▶ [WORK TO COMPLETE]: Output every record word for word.

▶ [RECORDS FOR THIS TASK]:
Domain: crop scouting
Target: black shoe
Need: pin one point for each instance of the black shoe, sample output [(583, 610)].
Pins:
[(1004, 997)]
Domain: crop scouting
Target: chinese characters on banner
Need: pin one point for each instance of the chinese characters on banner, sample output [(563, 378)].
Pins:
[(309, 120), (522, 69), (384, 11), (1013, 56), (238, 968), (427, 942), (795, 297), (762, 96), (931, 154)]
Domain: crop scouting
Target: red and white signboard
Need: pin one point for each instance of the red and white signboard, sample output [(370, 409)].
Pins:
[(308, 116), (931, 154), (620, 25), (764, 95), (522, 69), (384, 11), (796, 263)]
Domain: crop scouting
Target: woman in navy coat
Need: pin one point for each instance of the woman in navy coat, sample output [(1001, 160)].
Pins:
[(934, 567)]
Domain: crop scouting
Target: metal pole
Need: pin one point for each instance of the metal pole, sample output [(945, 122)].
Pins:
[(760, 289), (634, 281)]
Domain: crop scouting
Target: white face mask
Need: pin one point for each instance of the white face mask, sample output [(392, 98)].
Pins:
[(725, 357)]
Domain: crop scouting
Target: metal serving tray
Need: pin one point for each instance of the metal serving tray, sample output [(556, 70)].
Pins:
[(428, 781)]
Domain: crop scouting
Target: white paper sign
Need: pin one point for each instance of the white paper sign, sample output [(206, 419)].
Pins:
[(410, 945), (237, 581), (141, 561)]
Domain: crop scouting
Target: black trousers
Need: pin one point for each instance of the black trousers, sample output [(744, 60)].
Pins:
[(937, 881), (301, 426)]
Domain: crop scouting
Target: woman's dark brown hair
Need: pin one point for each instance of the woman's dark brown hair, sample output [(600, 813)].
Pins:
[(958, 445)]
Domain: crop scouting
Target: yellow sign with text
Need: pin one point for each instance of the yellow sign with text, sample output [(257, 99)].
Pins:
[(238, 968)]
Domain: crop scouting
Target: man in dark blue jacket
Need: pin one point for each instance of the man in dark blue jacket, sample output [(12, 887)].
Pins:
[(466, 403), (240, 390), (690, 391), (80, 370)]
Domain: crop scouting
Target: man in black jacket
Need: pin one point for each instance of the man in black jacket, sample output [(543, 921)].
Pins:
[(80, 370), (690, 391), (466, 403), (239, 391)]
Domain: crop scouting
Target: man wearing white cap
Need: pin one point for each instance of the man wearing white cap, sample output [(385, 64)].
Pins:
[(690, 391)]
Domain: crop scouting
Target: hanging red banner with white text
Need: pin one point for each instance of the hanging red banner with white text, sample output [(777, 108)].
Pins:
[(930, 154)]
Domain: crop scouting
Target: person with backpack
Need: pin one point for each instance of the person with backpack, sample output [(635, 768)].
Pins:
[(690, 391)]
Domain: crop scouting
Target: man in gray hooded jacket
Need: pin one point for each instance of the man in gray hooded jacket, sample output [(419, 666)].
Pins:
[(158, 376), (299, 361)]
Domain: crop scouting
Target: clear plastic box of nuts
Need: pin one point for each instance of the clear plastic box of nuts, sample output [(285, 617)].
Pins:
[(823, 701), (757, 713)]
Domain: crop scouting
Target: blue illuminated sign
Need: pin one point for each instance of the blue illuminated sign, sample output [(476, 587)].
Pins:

▶ [RESULT BELOW]:
Domain: crop scouting
Target: black shoe
Need: pin one point for each instance of the black shoe, sample output [(583, 610)].
Pins:
[(1004, 997)]
Domain: crop scouting
Target: chinese characters on banner
Need: pin one point for each instance of the chinese characters on banner, sample output [(563, 378)].
Pins:
[(309, 120), (522, 69), (384, 11), (1013, 56), (238, 968), (427, 942), (795, 297), (762, 96), (931, 154)]
Domain: crop scouting
Target: red and white signboard
Need: pin one point for each instance of the red and white signboard, sample output [(370, 409)].
Pins:
[(308, 116), (931, 154), (620, 25), (764, 95), (522, 69), (384, 11), (796, 263)]
Domain: crop scouting
Target: woman in navy coat
Need: pin one point for each instance of the woman in navy coat, sample output [(1001, 160)].
Pins:
[(934, 567)]
Domain: crop scouting
Target: metal pole
Need: pin one point for each instance of the metal pole, sample output [(945, 122)].
Pins:
[(760, 289), (634, 281)]
Domain: crop scouting
Target: white face mask
Need: pin one point for each instance of the white face mask, sample output [(392, 98)].
Pins:
[(725, 357)]
Domain: crop scouting
Target: metal serving tray
Need: pin one point for each instance of the metal serving tray, sample output [(556, 70)].
Pins:
[(428, 781)]
Domain: crop scouting
Target: white paper sign
Need: pin one point for each instance of the white paper sign, sample output [(206, 419)].
Pins:
[(410, 945), (237, 581), (141, 561)]
Domain: crop scouting
Target: black trousers
Need: pin one point for each instance of the black trousers, sample output [(744, 60)].
Pins:
[(937, 881), (301, 426)]
Domain: crop scouting
Target: woman's dark brown hair
Need: pin one point for each instance of the woman's dark brown hair, sample output [(600, 813)].
Pins:
[(958, 445)]
Domain: crop scouting
Target: yellow sign with text
Need: pin one point for each instance of the yellow sign with text, sample output [(257, 99)].
Pins:
[(238, 968)]
Domain: crop scouting
Target: man in dark blue jacket
Need: pin one point for each instance of the man in dark blue jacket, sample output [(12, 887)].
Pins:
[(466, 403), (240, 390), (690, 391), (80, 370)]
Domain: crop scouting
Target: man in black jacket
Need: pin one point for each instance of the man in black jacket, sample output [(543, 921)].
Pins:
[(80, 370), (690, 391), (466, 403), (239, 391)]
Domain: crop scouting
Target: man wearing white cap
Need: pin one point for each instance of the man wearing white cap, sample output [(385, 64)].
Pins:
[(690, 391)]
Domain: crop scouting
Target: hanging red banner with white text
Need: pin one point for each instance of the hanging red banner with white text, sample output [(777, 108)].
Pins:
[(930, 154)]
Domain: crop scouting
Target: person with backpack
Need: pin one point for each instance of the person with backpack, sample output [(635, 768)].
Pins:
[(690, 391)]
Domain: crop scouting
Target: man in gray hooded jacket
Need: pin one point for each instance of the man in gray hooded jacket, sample output [(419, 666)].
Pins:
[(158, 376), (299, 361)]
Domain: crop scouting
Target: clear plastic box of nuts
Need: pin one point for each instance of the clear plastic box of nuts, sample output [(285, 617)].
Pins:
[(823, 701), (757, 713)]
Domain: crop scouting
Target: blue illuminated sign
Need: pin one point for each instance of the blue illuminated sign, sample output [(476, 587)].
Pins:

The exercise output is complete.